• [What you should do]
Continue the article about North Georgia's FUSE summer research program, picking up right after its final sentence.

DAHLONEGA - While many students spent their summer breaks relaxing, members of North Georgia College & State University's summer undergraduate-research program gained valuable, career-worthy experience around the country and nearby as they spent their days in laboratories, an oceanic research institute, art and music studios, and wildlife habitats.
Operated through North Georgia's Center for Undergraduate Research and Creative Activities (CURCA), the FUSE (Faculty-Undergraduate Summer Engagement) program succeeded this year in supporting a research team in California. Dr. Holly Carpenter Desai, assistant professor of biochemistry, and Patrick Pickens, president of the Student Government Association, spent eight weeks at the Scripps Institution of Oceanography at the University of California in San Diego to continue Desai's ground-breaking research in the study of reflectins. The protein material found naturally in the skin of squid has many "very interesting spectral and optical properties," Desai said.
Dr. Miriam Segura-Totten, associate professor of biology and CURCA director, is very pleased with the opportunities presented to students of the FUSE program this summer.
"The fact that we were able to support a team on the West Coast and have them Skype into FUSE meetings shows that CURCA is flexible and accommodating in its support of faculty-student research," Segura-Totten said. "In my experience, summer research programs that are supported internally do not typically support teams to perform research at another location, especially if the location is out-of-state."
FUSE has also achieved new heights by supporting research in subjects typically not supported by other undergraduate summer research programs.
"This year we had a team from performing arts and a team from visual arts," Segura-Totten said. "This is another exemplary feature of our program. Many other institutions focus mostly on STEM (Science, Technology, Engineering and Math) fields."

Point-per-instance localization data
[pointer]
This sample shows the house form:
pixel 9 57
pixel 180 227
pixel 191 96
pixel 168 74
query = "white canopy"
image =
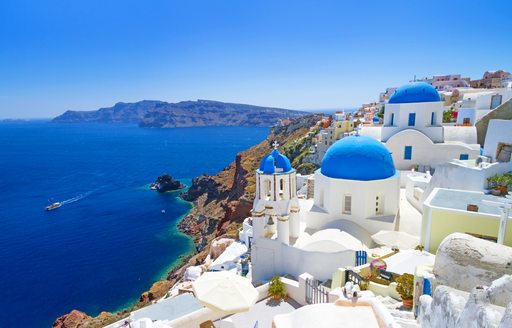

• [Result]
The performing arts team of Dr. Lee G. Barrow, professor of music, and student Sean O'Keefe focused on developing an original three-movement musical composition created by O'Keefe. The visual arts team of Jorie Berman and student Abigail Thomas researched and documented traditional folk pottery significant to the region of north Georgia, then constructed their own pottery in the same style.
The other four teams are still working on projects that impact the local community, region, and state. Dr. Janice Crook-Hill and Geoff Nelson researched the restoration of habitat for the rare Golden-winged warbler, a bird that exists in Georgia only on Brawley Mountain. This is also the southern-most area where the birds have been known to maintain a breeding population.
Kayleigh Faulkner, Rachel Smudde, Rachel Busic, and their faculty mentors Drs. Tony Zschau and Danny Hatch researched the development of rehabilitation programs for the Lumpkin County Drug Court in an effort to lower the rate of repeat offenders. Research has shown that social circles have strong influence on drug use-the FUSE group hopes to use social circles to instead provide support to those in drug rehabilitation programs.
Danielle Carver and her faculty mentor Joseph Covert examined the potential for single-sex classrooms to outperform classes of mixed gender. Using fifth-graders, they studied the performance of classrooms composed of boys, girls, and both.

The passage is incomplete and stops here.